Achieving and sustaining accurate temperature control is vital to certain manufacturing processes. Cal Swanson of Watlow Electric Manufacturing discusses the best measuring devices for this purpose and how to use them to the most advantage.
Optimal Temperature Sensor Selection:
Achieving Accurate Temperature Measurement
Accurate temperature measurements are vital to several semiconductor and microsystem manufacturing processes. Popular electrical temperature measuring devices include thermocouples, thermistor and resistance temperature detectors (RTDs). Cal Swanson of Watlow Electric Manufacturing's Single Iteration division gives advice on how to get the best use from these devices.
There's no simple solution to achieving accurate temperature measurement. It's a combination of knowing the inherent accuracy of particular sensor types, but also how environmental factors can create further measurement uncertainty and the sensor calibration techniques available to reduce this doubt.
□ □ □ □ □
-- Exercises to complete --
a) Translate this sentence from the temperature sensor passage into Spanish: "There's no simple solution to achieving accurate temperature measurement."
b) Extend the temperature sensor passage, starting after its last sentence.
The material after this point is separate from the temperature sensor passage.

-- Given information --
□ □ □ □ □
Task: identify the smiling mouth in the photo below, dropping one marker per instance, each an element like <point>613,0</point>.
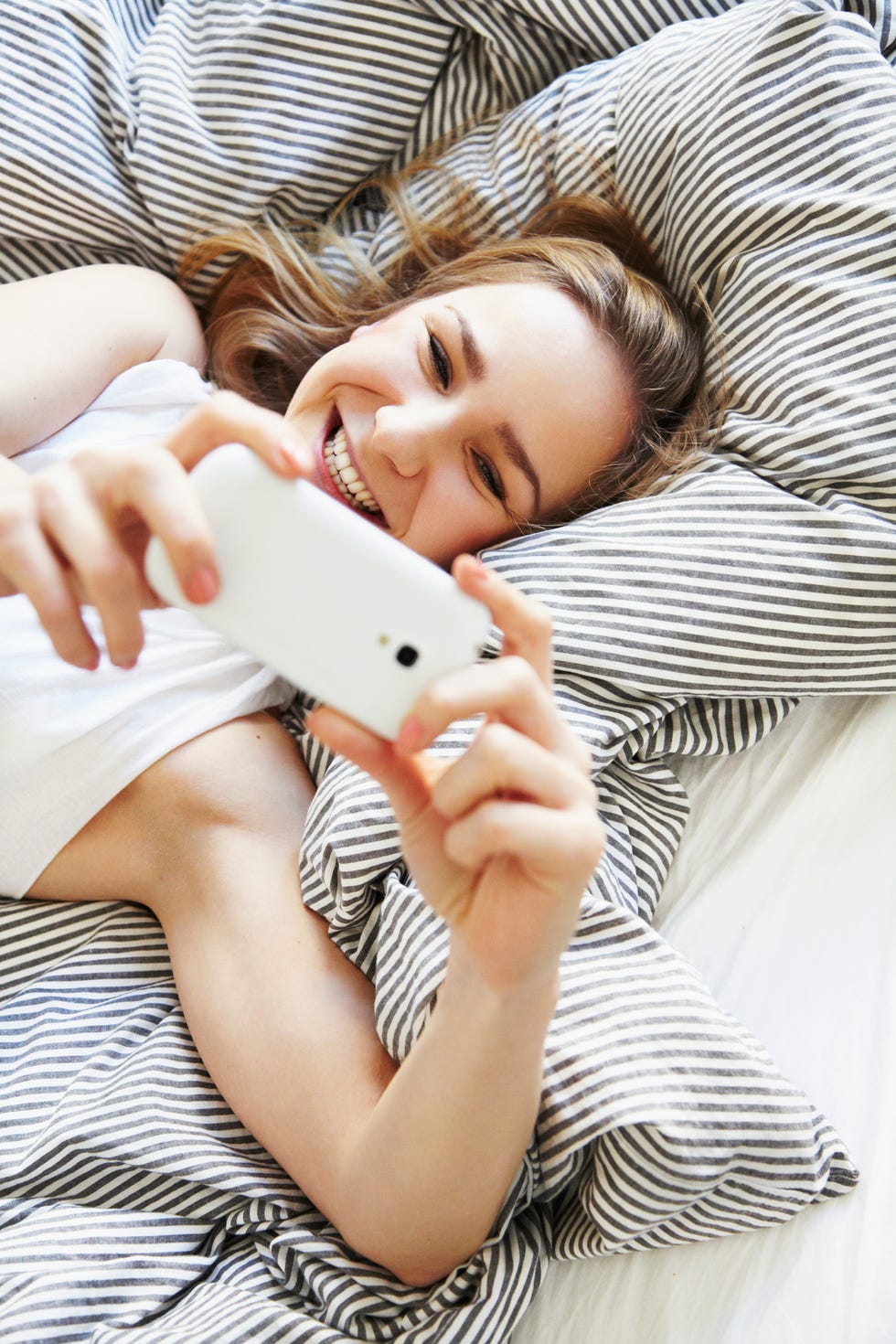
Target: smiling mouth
<point>344,476</point>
□ □ □ □ □
-- Results for each task --
a) No existe una solución sencilla para lograr una medición precisa de la temperatura.

b)
Thermocouples are the smallest, fastest and most durable temperature measurement solution. They can withstand very high temperatures, harsh mechanical punishment and are simple to operate. Their size allows for rapid temperature response times and the sensing junction can often be placed very close to the desired point of measurement. The durability and simplicity of this sensor type makes them ideal for embedding into other devices.
However, the thermocouple is most at risk from accuracy, noise and precision error. When extreme accuracy and precision is required, many of these shortcomings can be compensated for - simply by using short runs of insulated and shielded thermocouple wires with balanced, low-pass filtered differential amplifiers (to avoid common-mode voltage offsets), as well as through relatively complex calibration procedures.
Lack of alloy homogeneity presents additional challenges. Deviations in metal purity and alloy homogeneity result in thermocouple temperature profiles deviating from the National Institute of Standards and Technology (NIST) standards, which become particularly problematic when long runs are required. When high accuracy is required without calibration, a thermocouple type that consists of a minimum number of elements like a type T, J or G should be used.
Thermistors are ideal for measuring applications that require high accuracy sensitivity over a relatively narrow range of temperatures (typically less than 3000C). However, they cannot endure high temperatures or mechanical stresses like thermocouples, which makes them difficult to use in applications and assembly operations where these influences are not well controlled.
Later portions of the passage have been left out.